Monday, Jul. 26, 1993
An Outlaw Who Loved Laws
By ROBERT HUGHES
The show of paintings and sculpture by Jean Dubuffet, now at the Hirshhorn Museum and Sculpture Garden in Washington, is not exactly a retrospective. It covers only 20 years of the artist's working life, from 1943 to 1963. And the 100 or so works in it represent only about 1% of his enormous output. But Dubuffet was so visually loquacious that a full retrospective would be indigestible -- he repeated himself endlessly, especially in his later years. And by the same token, most of his best work was done in those first two decades, before he got down to filling the world's collections with the wiggly-jigsaw-style images that he derived from his "Hourloupe" series of 1963 and that, seen in any quantity, are such a repetitious drag.

● DATA RECORDS
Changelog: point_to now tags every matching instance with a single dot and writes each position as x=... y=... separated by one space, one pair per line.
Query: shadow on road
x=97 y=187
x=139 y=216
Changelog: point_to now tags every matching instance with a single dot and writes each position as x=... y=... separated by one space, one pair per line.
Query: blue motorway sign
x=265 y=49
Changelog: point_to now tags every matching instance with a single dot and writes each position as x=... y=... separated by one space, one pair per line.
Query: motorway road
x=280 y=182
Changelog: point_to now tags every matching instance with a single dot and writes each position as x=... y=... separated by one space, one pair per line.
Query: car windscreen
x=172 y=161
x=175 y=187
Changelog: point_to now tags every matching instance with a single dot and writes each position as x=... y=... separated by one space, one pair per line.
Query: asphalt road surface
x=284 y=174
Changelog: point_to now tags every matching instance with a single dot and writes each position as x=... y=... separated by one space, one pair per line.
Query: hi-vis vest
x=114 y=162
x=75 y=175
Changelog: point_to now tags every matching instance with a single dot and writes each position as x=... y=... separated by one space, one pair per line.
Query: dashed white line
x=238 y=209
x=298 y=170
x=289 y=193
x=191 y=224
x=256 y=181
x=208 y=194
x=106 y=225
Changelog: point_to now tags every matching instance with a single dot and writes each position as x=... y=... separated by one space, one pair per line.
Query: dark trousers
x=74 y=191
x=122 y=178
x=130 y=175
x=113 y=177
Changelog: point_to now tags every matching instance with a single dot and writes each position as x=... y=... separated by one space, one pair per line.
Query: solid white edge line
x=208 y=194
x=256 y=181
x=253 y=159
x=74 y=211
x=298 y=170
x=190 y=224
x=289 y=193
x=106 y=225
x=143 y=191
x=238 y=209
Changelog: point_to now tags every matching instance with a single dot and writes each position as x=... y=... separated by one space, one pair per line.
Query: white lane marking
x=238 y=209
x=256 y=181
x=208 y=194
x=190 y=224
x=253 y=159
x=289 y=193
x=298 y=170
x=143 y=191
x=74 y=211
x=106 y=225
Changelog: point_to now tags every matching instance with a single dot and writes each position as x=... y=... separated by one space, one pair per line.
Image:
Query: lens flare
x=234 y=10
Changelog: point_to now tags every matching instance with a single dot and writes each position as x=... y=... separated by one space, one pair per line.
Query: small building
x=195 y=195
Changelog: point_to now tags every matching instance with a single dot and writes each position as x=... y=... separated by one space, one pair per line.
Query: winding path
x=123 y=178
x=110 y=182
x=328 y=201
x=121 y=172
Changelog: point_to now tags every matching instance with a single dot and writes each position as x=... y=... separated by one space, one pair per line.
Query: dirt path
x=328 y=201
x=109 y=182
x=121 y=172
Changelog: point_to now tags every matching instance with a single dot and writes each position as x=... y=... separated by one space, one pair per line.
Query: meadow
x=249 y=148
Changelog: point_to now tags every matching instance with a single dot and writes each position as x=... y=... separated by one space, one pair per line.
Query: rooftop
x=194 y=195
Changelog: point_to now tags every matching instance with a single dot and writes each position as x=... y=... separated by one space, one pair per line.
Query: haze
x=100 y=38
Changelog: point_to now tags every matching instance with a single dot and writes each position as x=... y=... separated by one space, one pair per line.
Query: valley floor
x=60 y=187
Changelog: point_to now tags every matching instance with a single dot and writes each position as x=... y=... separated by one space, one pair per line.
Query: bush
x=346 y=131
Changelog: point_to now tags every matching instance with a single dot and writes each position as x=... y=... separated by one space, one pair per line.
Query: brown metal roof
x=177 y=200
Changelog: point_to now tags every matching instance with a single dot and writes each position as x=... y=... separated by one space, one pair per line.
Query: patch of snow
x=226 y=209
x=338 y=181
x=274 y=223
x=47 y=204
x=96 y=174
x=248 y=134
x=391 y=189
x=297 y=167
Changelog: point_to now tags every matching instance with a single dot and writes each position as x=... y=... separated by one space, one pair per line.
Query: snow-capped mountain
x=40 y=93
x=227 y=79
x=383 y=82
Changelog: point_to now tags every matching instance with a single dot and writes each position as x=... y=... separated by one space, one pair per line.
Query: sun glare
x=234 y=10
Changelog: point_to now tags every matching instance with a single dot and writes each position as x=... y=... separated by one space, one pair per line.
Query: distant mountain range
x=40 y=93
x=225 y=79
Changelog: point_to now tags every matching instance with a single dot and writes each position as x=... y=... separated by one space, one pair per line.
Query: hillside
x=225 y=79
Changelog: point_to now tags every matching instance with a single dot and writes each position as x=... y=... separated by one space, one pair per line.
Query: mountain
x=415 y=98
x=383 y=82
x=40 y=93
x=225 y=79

...

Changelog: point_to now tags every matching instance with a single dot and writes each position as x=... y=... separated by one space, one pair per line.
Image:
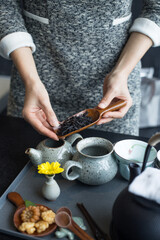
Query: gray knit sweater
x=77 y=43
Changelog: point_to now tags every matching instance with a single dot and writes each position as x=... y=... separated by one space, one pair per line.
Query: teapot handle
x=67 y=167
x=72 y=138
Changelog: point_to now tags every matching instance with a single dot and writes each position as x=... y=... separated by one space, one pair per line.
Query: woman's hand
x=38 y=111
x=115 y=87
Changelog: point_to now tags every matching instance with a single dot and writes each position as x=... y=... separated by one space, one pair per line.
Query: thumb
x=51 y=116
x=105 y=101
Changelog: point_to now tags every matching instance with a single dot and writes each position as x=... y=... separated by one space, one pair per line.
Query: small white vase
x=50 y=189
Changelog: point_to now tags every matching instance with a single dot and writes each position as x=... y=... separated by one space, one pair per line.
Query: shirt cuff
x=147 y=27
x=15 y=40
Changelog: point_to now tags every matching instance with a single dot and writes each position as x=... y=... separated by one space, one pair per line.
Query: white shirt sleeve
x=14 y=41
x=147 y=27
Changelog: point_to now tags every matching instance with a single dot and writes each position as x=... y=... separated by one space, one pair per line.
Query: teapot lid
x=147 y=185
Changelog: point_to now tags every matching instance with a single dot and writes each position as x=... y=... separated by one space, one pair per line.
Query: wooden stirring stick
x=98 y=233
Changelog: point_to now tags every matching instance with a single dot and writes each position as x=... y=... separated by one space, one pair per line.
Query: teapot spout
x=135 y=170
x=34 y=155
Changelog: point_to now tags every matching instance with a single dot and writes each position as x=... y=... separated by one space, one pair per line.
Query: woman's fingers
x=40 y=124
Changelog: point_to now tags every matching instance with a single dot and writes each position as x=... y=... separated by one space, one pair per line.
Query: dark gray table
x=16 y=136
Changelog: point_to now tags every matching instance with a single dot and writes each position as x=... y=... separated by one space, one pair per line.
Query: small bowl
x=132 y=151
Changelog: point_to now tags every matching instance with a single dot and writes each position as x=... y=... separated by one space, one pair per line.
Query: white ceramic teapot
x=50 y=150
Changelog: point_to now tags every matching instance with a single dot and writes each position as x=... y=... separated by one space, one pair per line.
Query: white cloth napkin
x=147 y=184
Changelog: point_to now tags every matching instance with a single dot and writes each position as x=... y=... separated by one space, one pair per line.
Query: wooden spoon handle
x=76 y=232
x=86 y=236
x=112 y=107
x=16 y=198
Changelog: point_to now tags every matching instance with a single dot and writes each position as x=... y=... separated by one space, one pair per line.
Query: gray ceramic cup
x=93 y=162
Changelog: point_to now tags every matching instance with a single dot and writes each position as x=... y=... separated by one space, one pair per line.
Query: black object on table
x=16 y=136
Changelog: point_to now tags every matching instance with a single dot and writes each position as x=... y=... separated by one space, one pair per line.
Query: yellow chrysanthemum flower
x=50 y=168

--

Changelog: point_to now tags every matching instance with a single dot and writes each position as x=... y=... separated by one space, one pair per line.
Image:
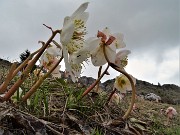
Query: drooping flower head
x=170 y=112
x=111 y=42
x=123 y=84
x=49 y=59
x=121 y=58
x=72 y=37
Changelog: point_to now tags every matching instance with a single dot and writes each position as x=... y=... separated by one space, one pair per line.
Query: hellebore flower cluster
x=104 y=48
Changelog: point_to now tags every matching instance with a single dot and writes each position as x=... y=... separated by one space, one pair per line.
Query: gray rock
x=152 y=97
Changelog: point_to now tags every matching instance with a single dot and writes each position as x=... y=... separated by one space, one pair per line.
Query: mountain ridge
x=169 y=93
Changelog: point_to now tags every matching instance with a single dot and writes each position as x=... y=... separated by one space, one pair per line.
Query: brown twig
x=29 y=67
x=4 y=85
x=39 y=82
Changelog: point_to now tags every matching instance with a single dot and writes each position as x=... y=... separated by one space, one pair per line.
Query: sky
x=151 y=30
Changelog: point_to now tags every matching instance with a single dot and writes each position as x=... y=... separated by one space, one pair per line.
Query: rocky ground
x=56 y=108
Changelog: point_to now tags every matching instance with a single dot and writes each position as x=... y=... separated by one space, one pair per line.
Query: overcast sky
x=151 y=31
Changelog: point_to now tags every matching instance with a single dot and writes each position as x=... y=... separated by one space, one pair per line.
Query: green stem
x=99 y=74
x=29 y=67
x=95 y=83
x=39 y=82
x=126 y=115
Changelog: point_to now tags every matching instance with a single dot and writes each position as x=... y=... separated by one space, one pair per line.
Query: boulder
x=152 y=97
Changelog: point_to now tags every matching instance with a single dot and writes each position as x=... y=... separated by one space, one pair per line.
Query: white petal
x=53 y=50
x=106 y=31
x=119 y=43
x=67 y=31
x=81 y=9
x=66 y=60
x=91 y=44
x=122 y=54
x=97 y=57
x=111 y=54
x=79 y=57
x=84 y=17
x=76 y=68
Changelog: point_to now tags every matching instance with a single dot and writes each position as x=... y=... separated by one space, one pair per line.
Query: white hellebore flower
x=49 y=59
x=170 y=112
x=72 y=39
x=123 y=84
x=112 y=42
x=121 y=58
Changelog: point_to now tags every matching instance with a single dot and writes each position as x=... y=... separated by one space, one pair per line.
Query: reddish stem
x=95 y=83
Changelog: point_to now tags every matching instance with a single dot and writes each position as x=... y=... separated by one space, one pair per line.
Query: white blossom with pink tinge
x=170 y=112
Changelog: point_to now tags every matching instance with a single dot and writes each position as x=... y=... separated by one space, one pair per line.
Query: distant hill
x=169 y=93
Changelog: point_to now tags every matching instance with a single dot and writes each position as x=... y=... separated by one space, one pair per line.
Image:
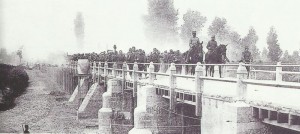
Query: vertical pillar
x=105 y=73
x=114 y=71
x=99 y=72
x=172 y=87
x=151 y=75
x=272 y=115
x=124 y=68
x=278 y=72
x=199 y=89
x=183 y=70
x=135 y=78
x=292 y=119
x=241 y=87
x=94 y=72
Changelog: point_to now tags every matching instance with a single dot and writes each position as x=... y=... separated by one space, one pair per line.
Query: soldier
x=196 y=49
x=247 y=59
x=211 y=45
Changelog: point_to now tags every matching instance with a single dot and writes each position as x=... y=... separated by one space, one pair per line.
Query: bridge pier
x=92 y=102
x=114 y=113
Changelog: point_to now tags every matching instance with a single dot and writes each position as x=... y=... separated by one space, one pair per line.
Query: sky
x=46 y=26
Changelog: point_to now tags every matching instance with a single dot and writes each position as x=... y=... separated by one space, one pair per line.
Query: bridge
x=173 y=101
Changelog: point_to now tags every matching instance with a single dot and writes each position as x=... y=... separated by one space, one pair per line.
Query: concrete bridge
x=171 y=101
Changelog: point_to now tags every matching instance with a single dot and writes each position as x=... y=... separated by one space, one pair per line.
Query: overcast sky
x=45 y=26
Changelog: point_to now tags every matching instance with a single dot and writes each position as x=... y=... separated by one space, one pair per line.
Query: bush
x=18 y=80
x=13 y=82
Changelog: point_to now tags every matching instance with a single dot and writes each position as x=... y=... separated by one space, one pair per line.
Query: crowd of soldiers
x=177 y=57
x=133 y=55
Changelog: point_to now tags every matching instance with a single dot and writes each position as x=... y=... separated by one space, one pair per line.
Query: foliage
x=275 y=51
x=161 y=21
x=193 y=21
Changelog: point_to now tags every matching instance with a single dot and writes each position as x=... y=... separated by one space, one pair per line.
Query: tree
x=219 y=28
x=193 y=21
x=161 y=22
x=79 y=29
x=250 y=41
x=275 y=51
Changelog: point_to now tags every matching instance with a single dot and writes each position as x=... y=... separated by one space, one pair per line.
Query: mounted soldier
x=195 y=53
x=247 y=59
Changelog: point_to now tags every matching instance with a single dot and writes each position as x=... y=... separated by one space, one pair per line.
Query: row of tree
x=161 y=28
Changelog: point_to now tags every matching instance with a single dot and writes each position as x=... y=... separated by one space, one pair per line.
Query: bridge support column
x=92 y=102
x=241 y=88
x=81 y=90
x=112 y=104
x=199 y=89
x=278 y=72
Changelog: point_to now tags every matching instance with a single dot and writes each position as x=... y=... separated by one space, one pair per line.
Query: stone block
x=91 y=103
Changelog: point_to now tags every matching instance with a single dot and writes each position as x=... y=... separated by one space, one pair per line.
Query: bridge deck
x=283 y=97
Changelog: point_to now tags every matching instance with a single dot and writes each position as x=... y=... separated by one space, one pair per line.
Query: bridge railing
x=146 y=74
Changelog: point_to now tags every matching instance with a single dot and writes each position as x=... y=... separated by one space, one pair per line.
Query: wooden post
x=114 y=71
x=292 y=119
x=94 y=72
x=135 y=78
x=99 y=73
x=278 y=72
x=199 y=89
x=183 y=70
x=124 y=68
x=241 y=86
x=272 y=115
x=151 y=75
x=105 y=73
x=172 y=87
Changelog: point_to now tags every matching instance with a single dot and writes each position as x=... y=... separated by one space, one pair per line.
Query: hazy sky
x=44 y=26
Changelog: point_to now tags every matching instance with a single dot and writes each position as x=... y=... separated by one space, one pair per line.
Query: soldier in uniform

● DIRECTIONS
[A] Please reproduce the part of the Dubuffet review that begins at the words "Monday, Jul. 26, 1993" and ends after the words "a repetitious drag.".
[B] In the Dubuffet review, how many years of the artist's working life does the Hirshhorn show cover?
[C] Carry on writing the review of the Jean Dubuffet show from the point where it stops.
The data has no connection to the review of the Jean Dubuffet show.

● OUTPUTS IN ORDER
[A]
Monday, Jul. 26, 1993
An Outlaw Who Loved Laws
By ROBERT HUGHES
The show of paintings and sculpture by Jean Dubuffet, now at the Hirshhorn Museum and Sculpture Garden in Washington, is not exactly a retrospective. It covers only 20 years of the artist's working life, from 1943 to 1963. And the 100 or so works in it represent only about 1% of his enormous output. But Dubuffet was so visually loquacious that a full retrospective would be indigestible -- he repeated himself endlessly, especially in his later years. And by the same token, most of his best work was done in those first two decades, before he got down to filling the world's collections with the wiggly-jigsaw-style images that he derived from his "Hourloupe" series of 1963 and that, seen in any quantity, are such a repetitious drag.

[B] 20 years, from 1943 to 1963.

[C]
In its effort to present Dubuffet as one of the four truly important figures of postwar European art -- along with Giacometti, Bacon and Beuys -- the Hirshhorn has taken the right tack, for it's the early work that justifies the claim. Dubuffet came to art late. Until 1943, when he turned 41, he had been a businessman, a wine merchant. His career illustrates the energy that a late flowering can produce, both in art and in its attendant ideas. Dubuffet is, of course, widely known for his espousal of what he called Art Brut, or "raw art," the work of those untutored and compulsive creators now called "outsider artists." Was he a primitive himself? Of course not: his art is as sophisticated as his writing, and in his apparent desire to shake off the burden of French culture, he was quintessentially French.
In the beginning, Dubuffet appealed to Ubu buffs: people with a taste for the macaronic and the absurd, who saw in his work a visual resurgence of the antiauthoritarian wit whose chief image in French literature was the grotesque kinglet of Poland invented nearly a century ago by Alfred Jarry in his play Ubu Roi. From the moment Ubu waddled onstage and pronounced his first line, "Merdrrre!," the vaporous culture of Symbolism was on the way out and something newer and indubitably nastier was on its way in. "After us the Savage God," noted W.B. Yeats, who was in the audience that night.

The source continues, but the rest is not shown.